For each line below that contains the string "Every", copy that line.

Segment Start: Records to process

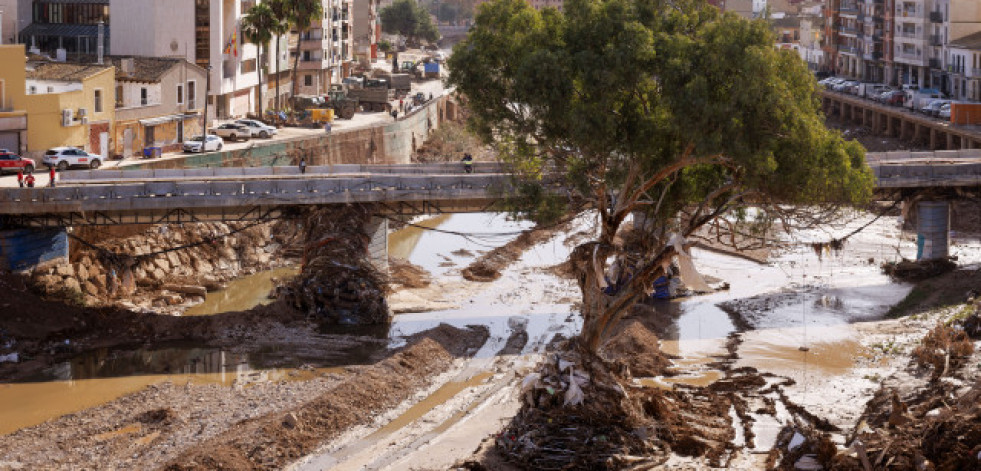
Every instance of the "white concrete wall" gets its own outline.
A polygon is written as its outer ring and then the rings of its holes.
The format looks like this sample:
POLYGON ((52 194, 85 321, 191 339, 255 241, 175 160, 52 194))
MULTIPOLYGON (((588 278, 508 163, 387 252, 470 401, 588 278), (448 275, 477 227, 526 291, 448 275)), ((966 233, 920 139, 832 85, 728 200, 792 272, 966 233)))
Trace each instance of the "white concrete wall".
MULTIPOLYGON (((161 91, 159 83, 137 83, 137 82, 116 82, 116 86, 123 86, 123 108, 140 108, 143 106, 156 106, 161 104, 161 91), (141 90, 147 91, 146 105, 141 100, 141 90)), ((115 95, 112 95, 115 98, 115 95)))
POLYGON ((54 80, 34 80, 27 79, 27 94, 32 95, 31 87, 35 88, 34 95, 45 93, 64 93, 74 92, 82 89, 82 82, 58 82, 54 80))

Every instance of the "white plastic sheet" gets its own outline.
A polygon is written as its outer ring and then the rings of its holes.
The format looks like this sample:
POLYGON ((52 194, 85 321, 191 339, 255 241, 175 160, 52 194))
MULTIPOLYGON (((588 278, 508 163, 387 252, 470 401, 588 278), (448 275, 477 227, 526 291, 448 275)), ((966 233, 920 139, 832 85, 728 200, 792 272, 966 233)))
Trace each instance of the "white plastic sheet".
POLYGON ((692 291, 697 292, 709 292, 712 288, 709 288, 708 283, 705 282, 705 278, 698 273, 695 269, 695 263, 691 260, 691 255, 685 252, 685 238, 678 234, 671 234, 671 238, 668 239, 668 245, 673 245, 675 252, 678 254, 678 271, 681 275, 681 281, 685 282, 685 286, 692 291))

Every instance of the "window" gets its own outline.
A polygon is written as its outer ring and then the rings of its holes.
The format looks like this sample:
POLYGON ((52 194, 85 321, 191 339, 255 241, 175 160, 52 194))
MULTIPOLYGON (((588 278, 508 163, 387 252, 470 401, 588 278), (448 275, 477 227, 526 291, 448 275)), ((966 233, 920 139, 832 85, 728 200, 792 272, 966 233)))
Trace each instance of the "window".
POLYGON ((116 108, 123 107, 123 86, 116 85, 116 108))
POLYGON ((101 113, 102 112, 102 90, 101 89, 97 89, 95 91, 95 112, 96 113, 101 113))
POLYGON ((31 85, 31 87, 28 89, 28 92, 27 93, 30 93, 31 95, 36 95, 37 94, 37 87, 35 87, 34 85, 31 85))
POLYGON ((55 87, 48 87, 48 93, 54 93, 55 87))
POLYGON ((303 76, 303 85, 305 85, 307 87, 312 87, 313 86, 313 75, 304 75, 303 76))
POLYGON ((140 105, 146 106, 147 104, 147 91, 146 88, 140 89, 140 105))
POLYGON ((197 83, 194 80, 187 82, 187 109, 193 110, 198 107, 197 83))
POLYGON ((243 74, 249 74, 249 73, 255 72, 255 67, 256 67, 256 60, 255 59, 249 59, 249 60, 242 61, 241 70, 242 70, 242 73, 243 74))
POLYGON ((184 85, 177 84, 177 104, 184 104, 184 85))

Segment End: Records to process

=== Answer box ===
Every instance of the "white concrete wall" gets its own outline.
Every instance of the "white plastic sheet" gets its own outline.
Every instance of the "window" gets its own outline.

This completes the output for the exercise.